── DATA ──

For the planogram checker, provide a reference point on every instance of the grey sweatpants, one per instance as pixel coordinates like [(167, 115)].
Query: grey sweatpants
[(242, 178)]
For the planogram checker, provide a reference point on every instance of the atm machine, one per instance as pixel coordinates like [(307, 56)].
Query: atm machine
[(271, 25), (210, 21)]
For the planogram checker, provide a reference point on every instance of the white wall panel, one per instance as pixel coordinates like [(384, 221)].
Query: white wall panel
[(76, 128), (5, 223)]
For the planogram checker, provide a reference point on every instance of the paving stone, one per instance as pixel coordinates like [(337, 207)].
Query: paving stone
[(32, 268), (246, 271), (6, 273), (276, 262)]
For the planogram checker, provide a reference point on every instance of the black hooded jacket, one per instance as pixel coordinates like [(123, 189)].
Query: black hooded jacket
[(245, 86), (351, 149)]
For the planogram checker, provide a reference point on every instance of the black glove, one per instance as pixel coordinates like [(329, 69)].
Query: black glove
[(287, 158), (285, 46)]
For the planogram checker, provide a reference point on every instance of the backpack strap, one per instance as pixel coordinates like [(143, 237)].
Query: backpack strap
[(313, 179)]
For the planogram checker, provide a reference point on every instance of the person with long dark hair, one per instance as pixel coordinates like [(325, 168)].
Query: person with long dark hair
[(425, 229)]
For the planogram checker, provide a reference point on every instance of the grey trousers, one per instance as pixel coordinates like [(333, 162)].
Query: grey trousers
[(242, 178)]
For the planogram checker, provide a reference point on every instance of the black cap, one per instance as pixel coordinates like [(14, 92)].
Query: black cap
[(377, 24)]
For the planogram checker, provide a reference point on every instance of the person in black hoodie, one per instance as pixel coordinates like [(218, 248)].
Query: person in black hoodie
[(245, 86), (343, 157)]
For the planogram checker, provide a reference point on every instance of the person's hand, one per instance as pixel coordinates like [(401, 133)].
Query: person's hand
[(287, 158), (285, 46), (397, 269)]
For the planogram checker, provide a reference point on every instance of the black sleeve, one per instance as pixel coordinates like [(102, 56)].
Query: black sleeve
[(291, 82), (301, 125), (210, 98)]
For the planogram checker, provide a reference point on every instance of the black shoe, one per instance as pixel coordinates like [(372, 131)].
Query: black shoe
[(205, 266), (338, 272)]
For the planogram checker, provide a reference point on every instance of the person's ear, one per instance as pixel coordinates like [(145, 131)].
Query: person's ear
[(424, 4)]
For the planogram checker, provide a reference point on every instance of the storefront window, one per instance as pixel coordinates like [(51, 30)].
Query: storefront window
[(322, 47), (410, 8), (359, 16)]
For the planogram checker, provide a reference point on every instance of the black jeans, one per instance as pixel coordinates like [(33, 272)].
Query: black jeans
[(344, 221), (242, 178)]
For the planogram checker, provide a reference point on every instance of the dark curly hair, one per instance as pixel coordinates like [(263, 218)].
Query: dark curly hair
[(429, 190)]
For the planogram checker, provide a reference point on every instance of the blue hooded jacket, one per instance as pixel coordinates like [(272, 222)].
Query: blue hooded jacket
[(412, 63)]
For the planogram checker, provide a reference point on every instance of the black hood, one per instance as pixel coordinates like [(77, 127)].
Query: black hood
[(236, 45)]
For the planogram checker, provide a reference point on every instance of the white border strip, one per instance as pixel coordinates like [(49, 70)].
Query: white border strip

───

**INSTRUCTIONS FOR THE TASK:**
Present the data above as a numbered list, starting with the line that contains "like [(401, 133)]." and running through the last line of the data, both included. Leave out any blank lines.

**THE RESULT:**
1. For the planogram checker, provide a reference point on every instance of the person's hand, one per instance as pixel coordinates like [(401, 133)].
2. Query: person's hand
3. [(287, 158), (285, 46), (397, 269)]
4. For the planogram checker, provide a reference point on every instance of the black sleeve, one per instance as pixel coordinates like [(102, 56)].
5. Query: black sleeve
6. [(291, 82), (301, 125), (210, 98)]
7. For the planogram checker, provide a reference point on every instance of the black shoe, one per instance as pixel coordinates like [(372, 131)].
8. Query: black shoe
9. [(205, 266), (338, 272)]
10. For the planogram checker, provide a reference point on every instance of the person's ear, one per instance as pixel coordinates like [(145, 131)].
11. Query: person's ear
12. [(424, 4)]
13. For the planogram checker, provide a reference point on every instance of the storefront window, one per instance as pixel coordinates like [(51, 30)].
14. Query: storefront window
15. [(322, 47), (410, 8), (359, 16)]
16. For the planogram checker, provide a reference point on every instance of the black jeans, one per instance as pixel coordinates like [(33, 272)].
17. Query: black jeans
18. [(344, 221), (242, 178)]
19. For the planogram checker, provide a reference point on every instance of the dark curly hair, one per instance as pixel coordinates like [(263, 218)].
20. Query: dark curly hair
21. [(429, 190)]
22. For the planogram checker, provide a reference point on every instance of the blue hooded jacket, one per instance as pixel coordinates like [(272, 222)].
23. Query: blue hooded jacket
24. [(412, 63)]
25. For the planogram checker, provide a reference point on every instance of the black hood, one per instance as pixel coordinates like [(77, 127)].
26. Query: black hood
27. [(236, 45)]
28. For the planogram checker, provide a reference point on every instance of the white border strip, one per instance as pixel coordinates like [(49, 70)].
29. Query: white border strip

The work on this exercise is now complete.